Could you reproduce, word for word, the passage on AI selection and consent in military enhancement?
(Beginning of Quoted passage)
The Issues Most Relevant within Ten Years
Artificial Intelligence as a Selection Tool in Recruitment, Training, and Deployment
It will be possible to combine a variety of sources of information on an individual’s genetics, health and biological markers, psychometric profile, etc., as a summary of their current and potential future health mapped against a population sample. This could have very significant implications for HPE by selecting (in/out) individuals for HPE. Armed forces are custodians of individuals’ health records during military service. They also access these records prior to military service to detect any health conditions that might medically preclude such service. These records are transferred to other custodians after military service, e.g. veterans health services. Armed forces may have other personnel records and the combination might lead to a potential for misuse as the term ‘human or personnel capability’ is increasingly being used alongside military equipment to describe military power. Additionally, the potential for AI to generate disparate impacts between groups based on how algorithms cluster variables (e.g., in the case of COMPAS and predicting recidivism) could impact how AI is used to recruit, train, and deploy (Chouldechova, 2017; Dressel & Farid, 2018).
Issues Surrounding Coercion and Consent
Soldiers—particularly those deployed to combat environments—accept a broad range of risks throughout the course of their work. Sometimes, whether a given soldier has a heightened risk is a product of whether their comrades are prepared to aid in their defense (e.g., by providing cover when the soldier is exposed). This issue was played out over vaccine mandates within armed forces, and between them internationally. As novel enhancement technologies become more widely available, we are likely to encounter a decision point wherein leaders will have to decide whether to make these enhancements mandatory, or whether they will remain optional. Much of the discussion surrounding informed consent seems to gravitate toward the former scenario of mandated enhancement and focus on its coercive dimension (Latheef & Henschke, 2020). However, influence may not rise to the level of coercion, and we ought also to pay close attention to cases where warfighters feel immense pressure to accept enhancements. Their unit mates may exert subtle (or not-so-subtle) forms of pressure; soldiers may feel they risk their career or promotion opportunities by declining; they may be viewed as disloyal or less prepared by declining; they may be turned down for desirable assignments if they decline; and so forth (e.g., sect. Phase Two: Scoring, Phase Three: Workshop Preparation, Deliberation, and Re-Scoring, 3.5, and Issues surrounding coercion and consent).
(End of Quoted passage)
(Beginning of Records provided)
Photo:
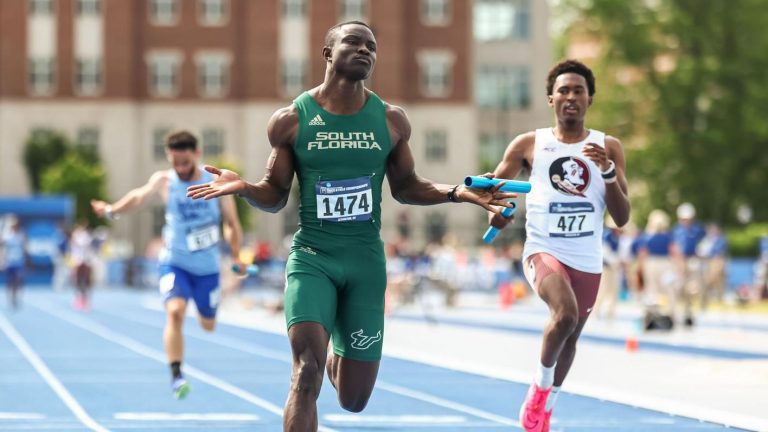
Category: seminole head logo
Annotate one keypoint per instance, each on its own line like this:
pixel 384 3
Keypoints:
pixel 569 175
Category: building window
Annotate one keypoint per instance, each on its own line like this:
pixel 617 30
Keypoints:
pixel 435 75
pixel 213 142
pixel 41 74
pixel 436 12
pixel 40 7
pixel 503 87
pixel 164 75
pixel 351 10
pixel 88 7
pixel 294 75
pixel 158 142
pixel 436 146
pixel 436 227
pixel 88 144
pixel 164 12
pixel 492 147
pixel 88 76
pixel 294 8
pixel 88 136
pixel 213 12
pixel 213 75
pixel 502 19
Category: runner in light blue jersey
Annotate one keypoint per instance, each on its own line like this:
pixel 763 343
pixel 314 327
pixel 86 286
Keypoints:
pixel 190 259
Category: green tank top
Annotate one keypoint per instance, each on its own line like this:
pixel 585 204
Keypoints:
pixel 341 163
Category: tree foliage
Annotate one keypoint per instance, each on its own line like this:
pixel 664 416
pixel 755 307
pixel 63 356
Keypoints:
pixel 43 148
pixel 681 82
pixel 74 176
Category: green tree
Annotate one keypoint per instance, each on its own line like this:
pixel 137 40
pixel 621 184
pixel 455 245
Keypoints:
pixel 43 148
pixel 74 176
pixel 682 83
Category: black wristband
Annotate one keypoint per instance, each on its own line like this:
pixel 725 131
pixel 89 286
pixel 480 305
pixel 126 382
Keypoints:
pixel 452 194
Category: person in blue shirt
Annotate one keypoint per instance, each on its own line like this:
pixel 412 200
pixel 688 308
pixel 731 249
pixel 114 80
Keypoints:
pixel 190 258
pixel 713 249
pixel 687 234
pixel 14 245
pixel 610 282
pixel 660 278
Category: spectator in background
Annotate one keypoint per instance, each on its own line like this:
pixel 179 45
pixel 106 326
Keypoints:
pixel 713 249
pixel 761 273
pixel 14 243
pixel 656 246
pixel 59 258
pixel 687 234
pixel 610 282
pixel 82 255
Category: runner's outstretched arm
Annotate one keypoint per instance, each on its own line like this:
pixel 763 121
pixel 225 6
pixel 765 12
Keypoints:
pixel 133 199
pixel 409 188
pixel 271 192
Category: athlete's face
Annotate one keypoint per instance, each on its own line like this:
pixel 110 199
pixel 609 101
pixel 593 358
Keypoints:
pixel 570 97
pixel 183 161
pixel 353 55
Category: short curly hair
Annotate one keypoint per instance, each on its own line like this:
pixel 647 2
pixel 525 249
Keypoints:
pixel 570 66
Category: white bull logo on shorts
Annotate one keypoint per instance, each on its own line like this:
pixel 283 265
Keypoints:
pixel 360 341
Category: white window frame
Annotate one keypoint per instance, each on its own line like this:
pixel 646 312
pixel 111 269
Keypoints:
pixel 213 20
pixel 207 63
pixel 170 61
pixel 360 13
pixel 38 69
pixel 89 76
pixel 436 66
pixel 294 9
pixel 34 9
pixel 88 7
pixel 436 12
pixel 293 76
pixel 502 20
pixel 164 12
pixel 436 146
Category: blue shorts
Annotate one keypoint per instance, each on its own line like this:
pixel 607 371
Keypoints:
pixel 176 282
pixel 13 272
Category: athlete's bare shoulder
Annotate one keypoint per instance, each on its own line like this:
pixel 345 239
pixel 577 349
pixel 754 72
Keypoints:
pixel 283 126
pixel 398 122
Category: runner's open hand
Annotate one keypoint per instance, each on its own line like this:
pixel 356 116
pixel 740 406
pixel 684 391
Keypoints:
pixel 492 199
pixel 226 183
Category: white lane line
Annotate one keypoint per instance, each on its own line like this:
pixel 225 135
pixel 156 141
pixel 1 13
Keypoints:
pixel 455 406
pixel 165 416
pixel 48 376
pixel 139 348
pixel 410 420
pixel 250 348
pixel 21 416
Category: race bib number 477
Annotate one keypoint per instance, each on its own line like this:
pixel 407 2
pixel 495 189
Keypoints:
pixel 571 219
pixel 344 200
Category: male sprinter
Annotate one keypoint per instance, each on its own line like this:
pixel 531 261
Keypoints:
pixel 189 261
pixel 575 174
pixel 341 140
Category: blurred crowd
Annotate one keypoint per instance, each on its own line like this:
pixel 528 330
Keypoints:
pixel 673 269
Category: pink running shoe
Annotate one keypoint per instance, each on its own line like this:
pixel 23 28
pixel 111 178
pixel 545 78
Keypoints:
pixel 532 415
pixel 547 418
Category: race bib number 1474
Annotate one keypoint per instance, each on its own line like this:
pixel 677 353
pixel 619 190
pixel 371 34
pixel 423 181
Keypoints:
pixel 344 200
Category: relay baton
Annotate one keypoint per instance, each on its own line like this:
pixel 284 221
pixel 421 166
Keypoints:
pixel 250 270
pixel 492 231
pixel 516 186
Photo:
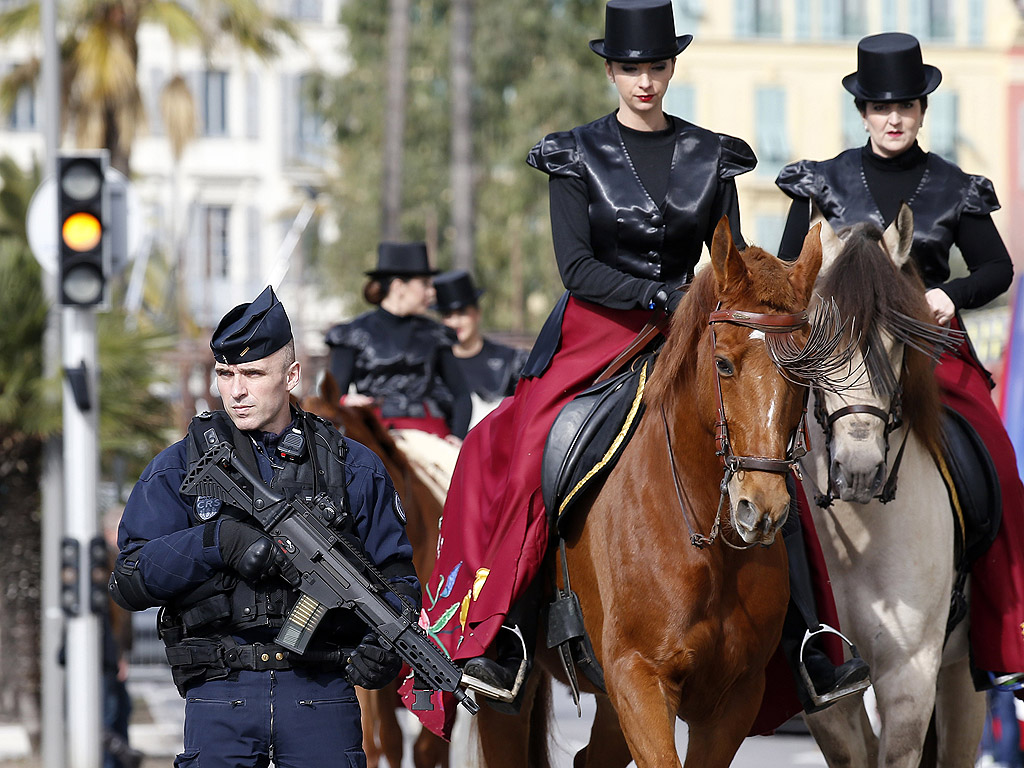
(End of Records provided)
● **Output of the exercise**
The Issues Most Relevant within Ten Years
Artificial Intelligence as a Selection Tool in Recruitment, Training, and Deployment
It will be possible to combine a variety of sources of information on an individual’s genetics, health and biological markers, psychometric profile, etc., as a summary of their current and potential future health mapped against a population sample. This could have very significant implications for HPE by selecting (in/out) individuals for HPE. Armed forces are custodians of individuals’ health records during military service. They also access these records prior to military service to detect any health conditions that might medically preclude such service. These records are transferred to other custodians after military service, e.g. veterans health services. Armed forces may have other personnel records and the combination might lead to a potential for misuse as the term ‘human or personnel capability’ is increasingly being used alongside military equipment to describe military power. Additionally, the potential for AI to generate disparate impacts between groups based on how algorithms cluster variables (e.g., in the case of COMPAS and predicting recidivism) could impact how AI is used to recruit, train, and deploy (Chouldechova, 2017; Dressel & Farid, 2018).
Issues Surrounding Coercion and Consent
Soldiers—particularly those deployed to combat environments—accept a broad range of risks throughout the course of their work. Sometimes, whether a given soldier has a heightened risk is a product of whether their comrades are prepared to aid in their defense (e.g., by providing cover when the soldier is exposed). This issue was played out over vaccine mandates within armed forces, and between them internationally. As novel enhancement technologies become more widely available, we are likely to encounter a decision point wherein leaders will have to decide whether to make these enhancements mandatory, or whether they will remain optional. Much of the discussion surrounding informed consent seems to gravitate toward the former scenario of mandated enhancement and focus on its coercive dimension (Latheef & Henschke, 2020). However, influence may not rise to the level of coercion, and we ought also to pay close attention to cases where warfighters feel immense pressure to accept enhancements. Their unit mates may exert subtle (or not-so-subtle) forms of pressure; soldiers may feel they risk their career or promotion opportunities by declining; they may be viewed as disloyal or less prepared by declining; they may be turned down for desirable assignments if they decline; and so forth (e.g., sect. Phase Two: Scoring, Phase Three: Workshop Preparation, Deliberation, and Re-Scoring, 3.5, and Issues surrounding coercion and consent).